● **AIM OF THE TASK**
Return every line of the rows below as a JSON list of strings, one string per line, and leave out the blank lines.

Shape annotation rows
┌────────

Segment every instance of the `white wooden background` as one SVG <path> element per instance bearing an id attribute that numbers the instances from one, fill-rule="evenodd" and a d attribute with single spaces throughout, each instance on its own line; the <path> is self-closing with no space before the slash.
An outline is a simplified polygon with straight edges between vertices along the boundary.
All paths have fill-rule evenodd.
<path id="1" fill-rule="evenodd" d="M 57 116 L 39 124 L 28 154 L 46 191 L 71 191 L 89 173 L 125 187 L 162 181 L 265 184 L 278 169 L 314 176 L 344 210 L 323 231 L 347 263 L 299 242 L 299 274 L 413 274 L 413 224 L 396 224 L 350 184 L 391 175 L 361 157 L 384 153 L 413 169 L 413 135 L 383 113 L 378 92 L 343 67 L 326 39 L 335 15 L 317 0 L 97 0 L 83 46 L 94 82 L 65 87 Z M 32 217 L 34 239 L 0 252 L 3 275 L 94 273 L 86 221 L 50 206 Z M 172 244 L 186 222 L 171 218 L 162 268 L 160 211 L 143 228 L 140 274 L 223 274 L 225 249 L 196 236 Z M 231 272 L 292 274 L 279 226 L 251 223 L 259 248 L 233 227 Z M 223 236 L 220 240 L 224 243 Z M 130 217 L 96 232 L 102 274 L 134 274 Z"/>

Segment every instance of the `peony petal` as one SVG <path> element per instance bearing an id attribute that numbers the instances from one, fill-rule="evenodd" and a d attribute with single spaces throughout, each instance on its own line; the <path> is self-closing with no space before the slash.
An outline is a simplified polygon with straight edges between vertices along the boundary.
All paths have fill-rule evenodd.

└────────

● **RESULT OF THE EXERCISE**
[
  "Segment every instance of the `white wooden background` as one SVG <path> element per instance bearing an id attribute that numbers the instances from one, fill-rule=\"evenodd\" and a d attribute with single spaces throughout, each instance on its own line; the <path> is self-closing with no space before the slash.",
  "An outline is a simplified polygon with straight edges between vertices along the boundary.",
  "All paths have fill-rule evenodd.",
  "<path id=\"1\" fill-rule=\"evenodd\" d=\"M 57 116 L 39 124 L 28 154 L 46 191 L 71 191 L 89 173 L 125 187 L 162 181 L 265 184 L 278 169 L 314 176 L 344 210 L 323 231 L 347 263 L 299 242 L 299 274 L 413 274 L 413 224 L 396 224 L 350 184 L 391 175 L 361 157 L 384 153 L 413 169 L 413 135 L 383 113 L 378 92 L 343 67 L 326 39 L 335 15 L 317 0 L 97 0 L 83 46 L 94 82 L 65 87 Z M 32 217 L 34 239 L 0 252 L 3 275 L 94 273 L 86 221 L 50 206 Z M 172 244 L 186 222 L 171 218 L 162 268 L 160 211 L 143 228 L 140 274 L 223 274 L 225 249 L 196 236 Z M 231 272 L 292 274 L 279 226 L 251 223 L 259 248 L 233 227 Z M 223 236 L 220 240 L 224 243 Z M 130 217 L 96 232 L 102 274 L 134 274 Z\"/>",
  "Segment every instance of the `peony petal` as one SVG <path> element per instance bearing an id attribute that numbers the instances from one, fill-rule=\"evenodd\" and a d attribute with single spaces throughout, each instance on its own line; the <path> is self-closing with no space before the slash.",
  "An outline is a simplified polygon with straight edges between vertices along the boundary.",
  "All paths have fill-rule evenodd."
]